> **WRITTEN INSTRUCTION**:
Revise the data from the line containing "Exercise. Tag every instance of the ski lift" through the end of the data by replacing "frost-covered" with "snow-covered", keeping everything else unchanged.

A block of data

== == ==

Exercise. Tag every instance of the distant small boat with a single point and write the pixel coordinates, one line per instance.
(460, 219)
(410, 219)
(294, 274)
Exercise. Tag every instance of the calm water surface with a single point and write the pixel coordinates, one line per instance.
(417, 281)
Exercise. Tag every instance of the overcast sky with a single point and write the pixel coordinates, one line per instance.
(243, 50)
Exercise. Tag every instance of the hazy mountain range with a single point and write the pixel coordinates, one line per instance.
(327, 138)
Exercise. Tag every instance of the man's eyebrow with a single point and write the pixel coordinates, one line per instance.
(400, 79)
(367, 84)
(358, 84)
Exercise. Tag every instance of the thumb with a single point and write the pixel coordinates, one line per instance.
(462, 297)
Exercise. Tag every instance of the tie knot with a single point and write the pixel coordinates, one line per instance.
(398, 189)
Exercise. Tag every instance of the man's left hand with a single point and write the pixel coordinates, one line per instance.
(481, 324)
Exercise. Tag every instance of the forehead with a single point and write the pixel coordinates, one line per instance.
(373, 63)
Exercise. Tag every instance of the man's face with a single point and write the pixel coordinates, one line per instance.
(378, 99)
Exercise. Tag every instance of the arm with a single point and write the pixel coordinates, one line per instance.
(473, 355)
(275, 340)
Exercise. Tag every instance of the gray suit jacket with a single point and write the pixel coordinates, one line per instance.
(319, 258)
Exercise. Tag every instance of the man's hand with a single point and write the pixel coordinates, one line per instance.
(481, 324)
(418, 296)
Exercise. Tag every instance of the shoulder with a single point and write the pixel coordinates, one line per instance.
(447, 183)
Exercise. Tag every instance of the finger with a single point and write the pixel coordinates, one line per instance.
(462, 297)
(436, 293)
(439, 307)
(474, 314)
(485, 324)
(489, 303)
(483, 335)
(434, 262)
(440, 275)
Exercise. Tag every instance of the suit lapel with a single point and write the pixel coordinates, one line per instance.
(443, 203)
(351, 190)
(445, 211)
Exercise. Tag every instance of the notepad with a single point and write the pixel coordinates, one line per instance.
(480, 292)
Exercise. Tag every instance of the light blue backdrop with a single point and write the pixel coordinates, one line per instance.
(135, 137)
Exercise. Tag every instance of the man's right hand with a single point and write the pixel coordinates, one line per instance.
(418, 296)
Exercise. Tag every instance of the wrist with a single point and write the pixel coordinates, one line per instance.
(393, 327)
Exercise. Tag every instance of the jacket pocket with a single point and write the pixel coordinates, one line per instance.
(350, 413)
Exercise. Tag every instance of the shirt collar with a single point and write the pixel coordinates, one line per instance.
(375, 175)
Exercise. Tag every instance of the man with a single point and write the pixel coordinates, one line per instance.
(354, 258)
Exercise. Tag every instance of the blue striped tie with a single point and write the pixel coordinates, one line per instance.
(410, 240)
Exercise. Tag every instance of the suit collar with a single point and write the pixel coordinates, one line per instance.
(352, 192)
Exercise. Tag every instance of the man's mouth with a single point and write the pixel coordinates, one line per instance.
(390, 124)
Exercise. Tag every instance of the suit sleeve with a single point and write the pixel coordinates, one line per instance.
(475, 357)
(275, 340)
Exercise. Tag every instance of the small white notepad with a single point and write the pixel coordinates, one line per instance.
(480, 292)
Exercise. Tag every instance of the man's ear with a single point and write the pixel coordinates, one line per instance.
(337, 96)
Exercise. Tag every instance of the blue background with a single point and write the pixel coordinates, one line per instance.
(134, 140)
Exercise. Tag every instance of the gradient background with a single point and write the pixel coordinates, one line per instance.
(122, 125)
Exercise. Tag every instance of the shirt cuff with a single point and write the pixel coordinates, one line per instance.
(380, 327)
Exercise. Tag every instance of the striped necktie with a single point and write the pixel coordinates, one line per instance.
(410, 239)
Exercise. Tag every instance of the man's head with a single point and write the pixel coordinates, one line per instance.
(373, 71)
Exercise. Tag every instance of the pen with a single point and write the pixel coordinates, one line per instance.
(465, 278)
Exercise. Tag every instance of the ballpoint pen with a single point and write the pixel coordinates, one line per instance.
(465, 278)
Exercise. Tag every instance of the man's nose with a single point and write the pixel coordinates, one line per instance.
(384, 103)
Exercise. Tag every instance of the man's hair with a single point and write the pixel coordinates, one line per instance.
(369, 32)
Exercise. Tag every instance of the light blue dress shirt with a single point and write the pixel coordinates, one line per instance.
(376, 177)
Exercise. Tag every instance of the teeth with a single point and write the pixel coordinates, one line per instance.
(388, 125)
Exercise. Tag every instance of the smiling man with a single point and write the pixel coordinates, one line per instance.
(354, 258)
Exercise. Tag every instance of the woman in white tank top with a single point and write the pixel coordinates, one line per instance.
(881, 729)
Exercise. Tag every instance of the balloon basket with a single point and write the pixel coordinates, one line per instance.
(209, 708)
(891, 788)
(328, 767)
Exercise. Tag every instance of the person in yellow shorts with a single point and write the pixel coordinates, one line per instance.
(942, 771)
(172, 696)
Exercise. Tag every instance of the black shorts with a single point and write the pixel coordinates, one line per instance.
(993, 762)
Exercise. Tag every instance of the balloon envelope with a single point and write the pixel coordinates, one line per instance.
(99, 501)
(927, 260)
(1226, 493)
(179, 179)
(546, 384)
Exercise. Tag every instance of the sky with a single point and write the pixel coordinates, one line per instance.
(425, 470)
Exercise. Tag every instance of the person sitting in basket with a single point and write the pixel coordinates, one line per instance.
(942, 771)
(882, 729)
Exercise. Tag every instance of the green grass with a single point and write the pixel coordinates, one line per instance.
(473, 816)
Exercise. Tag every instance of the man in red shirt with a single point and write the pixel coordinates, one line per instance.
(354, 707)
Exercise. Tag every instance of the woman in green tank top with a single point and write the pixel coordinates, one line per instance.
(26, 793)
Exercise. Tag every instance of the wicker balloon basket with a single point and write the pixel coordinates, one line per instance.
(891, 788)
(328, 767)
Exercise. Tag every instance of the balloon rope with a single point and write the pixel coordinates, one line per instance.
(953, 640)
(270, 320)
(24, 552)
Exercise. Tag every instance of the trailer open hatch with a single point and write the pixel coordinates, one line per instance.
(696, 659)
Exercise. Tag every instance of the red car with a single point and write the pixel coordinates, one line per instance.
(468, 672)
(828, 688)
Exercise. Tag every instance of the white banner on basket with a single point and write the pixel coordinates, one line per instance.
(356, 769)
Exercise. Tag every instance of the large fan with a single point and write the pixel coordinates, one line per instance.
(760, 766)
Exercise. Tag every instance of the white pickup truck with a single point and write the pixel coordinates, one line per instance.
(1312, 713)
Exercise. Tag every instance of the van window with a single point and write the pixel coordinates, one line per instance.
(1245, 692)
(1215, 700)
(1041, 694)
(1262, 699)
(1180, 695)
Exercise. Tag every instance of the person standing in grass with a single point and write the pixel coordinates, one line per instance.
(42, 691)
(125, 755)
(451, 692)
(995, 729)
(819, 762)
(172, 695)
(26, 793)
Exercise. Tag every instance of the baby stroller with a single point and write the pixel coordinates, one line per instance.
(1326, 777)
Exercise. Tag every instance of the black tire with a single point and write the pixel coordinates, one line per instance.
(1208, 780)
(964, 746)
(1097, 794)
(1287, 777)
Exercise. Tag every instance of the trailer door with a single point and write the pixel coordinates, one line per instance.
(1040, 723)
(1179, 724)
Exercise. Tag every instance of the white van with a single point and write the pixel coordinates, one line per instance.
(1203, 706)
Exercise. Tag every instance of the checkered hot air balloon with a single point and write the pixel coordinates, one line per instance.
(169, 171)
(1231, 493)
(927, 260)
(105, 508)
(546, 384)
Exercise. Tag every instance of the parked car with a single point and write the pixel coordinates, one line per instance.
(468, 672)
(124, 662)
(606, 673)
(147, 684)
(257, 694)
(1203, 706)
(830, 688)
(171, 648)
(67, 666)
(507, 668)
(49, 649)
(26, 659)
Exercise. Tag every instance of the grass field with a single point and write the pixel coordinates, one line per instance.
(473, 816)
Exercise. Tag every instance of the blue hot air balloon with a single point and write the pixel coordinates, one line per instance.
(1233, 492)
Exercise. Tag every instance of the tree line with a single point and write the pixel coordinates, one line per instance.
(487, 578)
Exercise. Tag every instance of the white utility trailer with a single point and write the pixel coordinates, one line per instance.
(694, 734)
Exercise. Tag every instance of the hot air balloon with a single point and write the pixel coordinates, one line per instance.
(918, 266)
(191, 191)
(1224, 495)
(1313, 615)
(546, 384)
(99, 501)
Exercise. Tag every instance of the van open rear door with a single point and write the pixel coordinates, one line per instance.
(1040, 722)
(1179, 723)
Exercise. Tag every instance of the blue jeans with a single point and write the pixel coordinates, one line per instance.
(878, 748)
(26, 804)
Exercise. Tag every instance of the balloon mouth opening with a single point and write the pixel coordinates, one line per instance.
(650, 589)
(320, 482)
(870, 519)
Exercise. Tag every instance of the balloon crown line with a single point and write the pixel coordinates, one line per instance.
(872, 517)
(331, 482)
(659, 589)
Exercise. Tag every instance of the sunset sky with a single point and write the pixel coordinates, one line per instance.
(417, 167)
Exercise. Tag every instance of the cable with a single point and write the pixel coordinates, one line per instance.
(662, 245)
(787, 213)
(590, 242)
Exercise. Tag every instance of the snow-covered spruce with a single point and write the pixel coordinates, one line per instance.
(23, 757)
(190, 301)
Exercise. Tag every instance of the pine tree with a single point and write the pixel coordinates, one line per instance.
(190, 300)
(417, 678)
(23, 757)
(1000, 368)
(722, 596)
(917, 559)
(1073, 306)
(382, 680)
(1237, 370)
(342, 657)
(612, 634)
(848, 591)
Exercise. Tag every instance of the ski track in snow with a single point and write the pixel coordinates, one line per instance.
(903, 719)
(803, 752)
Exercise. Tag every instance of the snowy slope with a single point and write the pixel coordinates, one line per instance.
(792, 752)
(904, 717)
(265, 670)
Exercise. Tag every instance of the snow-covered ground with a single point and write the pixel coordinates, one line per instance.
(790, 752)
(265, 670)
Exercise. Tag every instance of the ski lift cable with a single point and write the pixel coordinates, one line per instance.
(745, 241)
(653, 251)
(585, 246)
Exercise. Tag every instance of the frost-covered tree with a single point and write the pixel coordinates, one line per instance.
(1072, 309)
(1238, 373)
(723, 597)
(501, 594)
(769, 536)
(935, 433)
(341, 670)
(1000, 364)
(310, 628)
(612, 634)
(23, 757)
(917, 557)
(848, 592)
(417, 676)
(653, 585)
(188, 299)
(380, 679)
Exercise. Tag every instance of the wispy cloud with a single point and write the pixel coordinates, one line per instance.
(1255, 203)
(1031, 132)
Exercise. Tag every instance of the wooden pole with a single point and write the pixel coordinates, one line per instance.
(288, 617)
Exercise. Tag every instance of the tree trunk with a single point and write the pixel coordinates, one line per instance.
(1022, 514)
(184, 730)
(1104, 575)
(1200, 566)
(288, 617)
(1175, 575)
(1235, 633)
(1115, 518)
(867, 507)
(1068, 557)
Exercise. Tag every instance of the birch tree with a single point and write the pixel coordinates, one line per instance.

== == ==

> **WRITTEN SOLUTION**:
Exercise. Tag every instance of the ski lift cable with a single point and write the pixel coordinates, one line per instance.
(745, 241)
(653, 251)
(585, 246)
Exercise. Tag every instance of the snow-covered tree with a single point and write the pixel coordinates, one line per instance.
(1072, 309)
(1238, 373)
(723, 597)
(501, 594)
(769, 536)
(935, 433)
(341, 670)
(1000, 364)
(310, 628)
(612, 634)
(23, 757)
(917, 557)
(848, 592)
(417, 676)
(653, 585)
(188, 299)
(380, 679)
Exercise. Tag every instance of the wispy cloud with a single point and write the pixel coordinates, one line per instance.
(1255, 203)
(1031, 132)
Exercise. Tag every instance of the wooden pole with a single point and write the pixel coordinates, one line per instance.
(288, 617)
Exercise. Tag every instance of the tree trunk with a single point and write the pixel coordinates, one line per instance.
(1022, 514)
(184, 730)
(1104, 575)
(1200, 566)
(288, 617)
(1175, 575)
(1235, 633)
(1115, 518)
(867, 507)
(1068, 557)
Exercise. Tag every instance of the birch tree with a single point and write the pixel coordinates, one line per instance.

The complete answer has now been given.